- _WHAT YOU WILL DO_
Take the lines below beginning at the line that has "positive clicks: (860, 461) (866, 523)" and stopping after the line that has "positive clicks: (196, 196)", and print them exactly as they are, with no other lines.

- _DATA FOR ANALYSIS_

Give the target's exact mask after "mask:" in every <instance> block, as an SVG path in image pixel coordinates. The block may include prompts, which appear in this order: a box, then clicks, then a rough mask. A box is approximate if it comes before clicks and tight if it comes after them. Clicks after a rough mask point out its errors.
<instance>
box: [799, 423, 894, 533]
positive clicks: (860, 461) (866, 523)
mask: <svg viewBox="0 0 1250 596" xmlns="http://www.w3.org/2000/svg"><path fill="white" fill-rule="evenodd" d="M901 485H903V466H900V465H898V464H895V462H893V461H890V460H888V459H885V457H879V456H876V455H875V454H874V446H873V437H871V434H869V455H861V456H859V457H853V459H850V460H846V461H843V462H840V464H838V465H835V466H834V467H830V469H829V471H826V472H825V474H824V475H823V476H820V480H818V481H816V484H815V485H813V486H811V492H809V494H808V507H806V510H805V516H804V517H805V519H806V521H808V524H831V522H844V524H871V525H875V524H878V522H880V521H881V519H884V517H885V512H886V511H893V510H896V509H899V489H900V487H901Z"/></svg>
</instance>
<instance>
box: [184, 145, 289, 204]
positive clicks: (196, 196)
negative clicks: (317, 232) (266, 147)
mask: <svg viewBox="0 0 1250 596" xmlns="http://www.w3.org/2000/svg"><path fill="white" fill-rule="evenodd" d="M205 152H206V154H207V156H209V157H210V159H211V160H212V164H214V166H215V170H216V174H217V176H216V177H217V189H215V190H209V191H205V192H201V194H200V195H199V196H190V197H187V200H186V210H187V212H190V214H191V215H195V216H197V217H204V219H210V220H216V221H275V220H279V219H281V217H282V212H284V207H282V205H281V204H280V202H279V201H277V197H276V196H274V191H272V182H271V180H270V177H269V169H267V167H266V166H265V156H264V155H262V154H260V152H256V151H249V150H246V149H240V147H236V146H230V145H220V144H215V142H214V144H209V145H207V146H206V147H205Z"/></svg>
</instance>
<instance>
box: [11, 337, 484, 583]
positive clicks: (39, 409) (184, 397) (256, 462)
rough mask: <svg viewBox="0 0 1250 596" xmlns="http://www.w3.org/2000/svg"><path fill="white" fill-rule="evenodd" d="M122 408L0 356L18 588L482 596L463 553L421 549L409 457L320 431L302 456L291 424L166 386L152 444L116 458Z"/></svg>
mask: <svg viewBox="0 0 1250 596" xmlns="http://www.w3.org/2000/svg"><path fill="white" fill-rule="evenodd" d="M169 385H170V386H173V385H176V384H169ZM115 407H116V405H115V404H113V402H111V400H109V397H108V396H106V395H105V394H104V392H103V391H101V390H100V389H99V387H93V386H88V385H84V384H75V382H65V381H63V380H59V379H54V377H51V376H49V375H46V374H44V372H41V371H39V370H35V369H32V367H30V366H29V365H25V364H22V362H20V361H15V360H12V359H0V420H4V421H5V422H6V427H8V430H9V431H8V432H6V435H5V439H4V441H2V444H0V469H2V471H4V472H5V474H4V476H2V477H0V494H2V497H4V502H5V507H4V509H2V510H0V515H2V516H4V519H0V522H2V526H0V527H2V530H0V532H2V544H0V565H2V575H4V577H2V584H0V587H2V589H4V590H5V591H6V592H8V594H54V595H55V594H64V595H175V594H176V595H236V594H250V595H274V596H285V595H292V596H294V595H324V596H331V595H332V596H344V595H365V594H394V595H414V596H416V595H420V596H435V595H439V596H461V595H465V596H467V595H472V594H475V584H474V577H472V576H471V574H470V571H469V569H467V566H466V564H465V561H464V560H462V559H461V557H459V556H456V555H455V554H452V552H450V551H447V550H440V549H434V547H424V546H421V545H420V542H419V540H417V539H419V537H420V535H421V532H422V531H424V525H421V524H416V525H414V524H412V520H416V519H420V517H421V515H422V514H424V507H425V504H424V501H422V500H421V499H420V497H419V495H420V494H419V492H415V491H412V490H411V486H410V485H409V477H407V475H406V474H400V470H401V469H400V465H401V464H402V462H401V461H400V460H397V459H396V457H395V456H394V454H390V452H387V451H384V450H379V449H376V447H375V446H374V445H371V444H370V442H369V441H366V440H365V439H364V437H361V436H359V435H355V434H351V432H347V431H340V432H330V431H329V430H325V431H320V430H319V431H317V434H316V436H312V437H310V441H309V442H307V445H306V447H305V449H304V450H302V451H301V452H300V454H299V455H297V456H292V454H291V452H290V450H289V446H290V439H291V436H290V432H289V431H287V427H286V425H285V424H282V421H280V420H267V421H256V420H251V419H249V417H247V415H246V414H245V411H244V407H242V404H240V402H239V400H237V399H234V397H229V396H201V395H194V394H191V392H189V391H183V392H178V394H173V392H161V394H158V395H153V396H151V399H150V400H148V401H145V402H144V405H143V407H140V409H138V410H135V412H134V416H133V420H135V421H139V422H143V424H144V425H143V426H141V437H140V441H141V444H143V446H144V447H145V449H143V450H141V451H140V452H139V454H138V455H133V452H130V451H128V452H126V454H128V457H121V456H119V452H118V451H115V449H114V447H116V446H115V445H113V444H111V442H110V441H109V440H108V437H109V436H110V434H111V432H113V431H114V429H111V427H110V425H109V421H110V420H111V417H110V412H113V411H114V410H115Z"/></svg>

- _SOLUTION TO THIS TASK_
positive clicks: (860, 461) (866, 523)
mask: <svg viewBox="0 0 1250 596" xmlns="http://www.w3.org/2000/svg"><path fill="white" fill-rule="evenodd" d="M901 485H903V466H900V465H898V464H895V462H893V461H890V460H888V459H885V457H879V456H876V455H875V454H874V446H873V437H871V434H869V455H861V456H859V457H853V459H850V460H846V461H843V462H840V464H838V465H835V466H834V467H830V469H829V471H826V472H825V474H824V475H823V476H820V480H818V481H816V484H815V485H813V486H811V492H809V494H808V507H806V510H805V516H804V517H805V519H806V521H808V524H831V522H844V524H871V525H875V524H878V522H880V521H881V519H884V517H885V512H886V511H893V510H896V509H899V489H900V487H901Z"/></svg>
</instance>
<instance>
box: [184, 145, 289, 204]
positive clicks: (196, 196)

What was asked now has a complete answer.